» Entries provided:
++++

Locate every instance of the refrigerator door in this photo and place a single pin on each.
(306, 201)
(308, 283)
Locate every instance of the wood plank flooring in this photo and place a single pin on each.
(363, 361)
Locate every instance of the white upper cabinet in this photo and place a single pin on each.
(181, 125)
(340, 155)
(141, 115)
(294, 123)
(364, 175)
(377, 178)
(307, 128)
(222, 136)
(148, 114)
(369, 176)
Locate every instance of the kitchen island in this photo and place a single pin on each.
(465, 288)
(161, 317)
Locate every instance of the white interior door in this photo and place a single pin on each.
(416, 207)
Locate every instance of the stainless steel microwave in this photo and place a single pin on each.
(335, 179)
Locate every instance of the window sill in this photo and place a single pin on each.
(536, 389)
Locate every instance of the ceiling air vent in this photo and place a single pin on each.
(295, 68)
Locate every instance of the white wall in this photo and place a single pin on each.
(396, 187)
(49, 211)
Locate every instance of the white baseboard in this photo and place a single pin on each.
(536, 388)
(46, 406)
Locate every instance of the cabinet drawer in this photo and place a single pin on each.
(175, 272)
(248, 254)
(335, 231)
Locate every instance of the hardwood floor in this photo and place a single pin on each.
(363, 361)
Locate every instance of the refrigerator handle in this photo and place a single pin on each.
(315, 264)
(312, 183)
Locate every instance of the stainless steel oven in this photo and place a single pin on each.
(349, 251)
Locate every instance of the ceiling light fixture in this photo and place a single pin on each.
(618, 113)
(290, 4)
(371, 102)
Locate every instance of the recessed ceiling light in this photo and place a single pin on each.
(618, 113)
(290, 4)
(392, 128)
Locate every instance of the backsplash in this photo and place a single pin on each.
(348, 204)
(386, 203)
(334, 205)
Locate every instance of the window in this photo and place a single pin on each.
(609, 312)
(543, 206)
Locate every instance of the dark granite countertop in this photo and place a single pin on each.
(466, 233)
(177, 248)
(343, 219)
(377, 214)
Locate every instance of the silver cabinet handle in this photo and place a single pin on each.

++++

» Your task: Please copy each item above word for word, in the same order and line for line.

» Complete answer:
Locate every instance of the refrigerator door in this photo and place a single pin on each.
(306, 201)
(308, 283)
Locate every instance of the wood plank flooring in this photo and place a single pin on each.
(363, 361)
Locate every instance of the white upper cabinet in this photo and place a single pin on each.
(181, 125)
(340, 155)
(141, 115)
(294, 123)
(364, 175)
(377, 178)
(307, 128)
(222, 136)
(148, 114)
(369, 176)
Locate every instance of the kitchen island in this photo and place a single pin on each.
(465, 288)
(161, 317)
Locate every instance of the white interior door in this photo and place a single pin on each.
(416, 207)
Locate every instance of the stainless steel microwave in this photo and place a single pin on each.
(335, 179)
Locate every instance of the window sill in this photo and place a single pin on each.
(536, 389)
Locate every instance of the ceiling air vent in this photo and place a single pin on each.
(295, 68)
Locate every instance of the white wall in this photo and place a single pin on each.
(396, 187)
(49, 211)
Locate every instance of the white baseboard in this photo and place a single pin on each.
(536, 388)
(46, 406)
Locate every instance of the cabinet drawer in this photo and place a single pin on each.
(175, 272)
(248, 254)
(335, 231)
Locate every instance of the hardwood floor in this photo and place a single pin on each.
(363, 361)
Locate every instance of the refrigerator handle in this photo and place a single pin on each.
(315, 264)
(312, 183)
Locate every instance of the stainless steel oven in this photo and place a single pin on each.
(349, 251)
Locate every instance of the ceiling light fixture in this photo and place a single pin on each.
(618, 113)
(290, 4)
(371, 102)
Locate every instance of the recessed ceiling light in this photo and place a single pin on each.
(618, 113)
(290, 4)
(392, 128)
Locate every instance of the backsplash in this photo and place a single pin on each.
(348, 204)
(386, 203)
(334, 205)
Locate every instance of the window in this photo and place a single pin on each.
(609, 312)
(543, 206)
Locate every instance of the dark granite countertop in this photo and place a single pin on each.
(466, 233)
(177, 248)
(343, 219)
(377, 214)
Locate every instance of the silver cabinet handle in this photo and place a single pin on each.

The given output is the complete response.